+++ Records provided +++
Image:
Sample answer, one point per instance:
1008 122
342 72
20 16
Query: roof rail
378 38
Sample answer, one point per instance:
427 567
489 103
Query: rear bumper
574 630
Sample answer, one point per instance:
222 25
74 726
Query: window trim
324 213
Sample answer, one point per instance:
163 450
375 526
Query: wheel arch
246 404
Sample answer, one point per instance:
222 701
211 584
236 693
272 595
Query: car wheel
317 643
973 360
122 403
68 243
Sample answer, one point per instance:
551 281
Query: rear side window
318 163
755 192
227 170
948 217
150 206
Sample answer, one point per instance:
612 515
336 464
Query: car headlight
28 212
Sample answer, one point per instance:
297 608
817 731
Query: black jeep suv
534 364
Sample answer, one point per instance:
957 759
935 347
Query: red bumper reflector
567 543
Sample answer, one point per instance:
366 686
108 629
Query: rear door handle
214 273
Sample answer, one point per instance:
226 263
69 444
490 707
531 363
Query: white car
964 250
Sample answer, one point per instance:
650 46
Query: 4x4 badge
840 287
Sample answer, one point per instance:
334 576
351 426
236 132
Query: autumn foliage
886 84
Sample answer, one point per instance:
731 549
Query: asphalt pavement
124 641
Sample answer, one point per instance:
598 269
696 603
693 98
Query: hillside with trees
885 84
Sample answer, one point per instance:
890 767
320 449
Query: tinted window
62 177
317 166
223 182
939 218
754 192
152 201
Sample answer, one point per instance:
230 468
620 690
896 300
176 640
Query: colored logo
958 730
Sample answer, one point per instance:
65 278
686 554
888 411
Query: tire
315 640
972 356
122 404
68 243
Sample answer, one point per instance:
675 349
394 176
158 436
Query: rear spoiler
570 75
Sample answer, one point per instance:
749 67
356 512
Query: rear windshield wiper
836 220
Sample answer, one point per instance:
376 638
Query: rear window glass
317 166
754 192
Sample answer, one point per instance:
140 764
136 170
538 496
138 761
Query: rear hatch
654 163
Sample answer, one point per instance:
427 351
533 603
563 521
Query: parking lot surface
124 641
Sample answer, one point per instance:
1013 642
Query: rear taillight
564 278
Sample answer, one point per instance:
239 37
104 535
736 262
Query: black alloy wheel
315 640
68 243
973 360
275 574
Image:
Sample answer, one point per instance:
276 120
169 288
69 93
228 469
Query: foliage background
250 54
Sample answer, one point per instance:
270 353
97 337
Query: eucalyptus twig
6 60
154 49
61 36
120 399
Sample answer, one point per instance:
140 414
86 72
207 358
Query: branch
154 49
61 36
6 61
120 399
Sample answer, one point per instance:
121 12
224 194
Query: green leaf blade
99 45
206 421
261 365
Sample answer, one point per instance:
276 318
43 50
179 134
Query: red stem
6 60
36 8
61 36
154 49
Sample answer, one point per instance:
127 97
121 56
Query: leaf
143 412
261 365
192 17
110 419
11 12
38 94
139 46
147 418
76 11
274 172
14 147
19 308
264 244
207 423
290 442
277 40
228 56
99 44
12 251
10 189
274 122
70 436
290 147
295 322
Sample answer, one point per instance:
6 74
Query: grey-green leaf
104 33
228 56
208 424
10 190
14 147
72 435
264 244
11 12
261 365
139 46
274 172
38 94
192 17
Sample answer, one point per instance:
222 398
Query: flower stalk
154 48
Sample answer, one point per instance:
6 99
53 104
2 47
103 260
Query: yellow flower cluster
+++
## Set problem
Pick out every line in the items above that contains the string "foliage" and copy each one.

## Reply to the exercise
Query: autumn foliage
Query: foliage background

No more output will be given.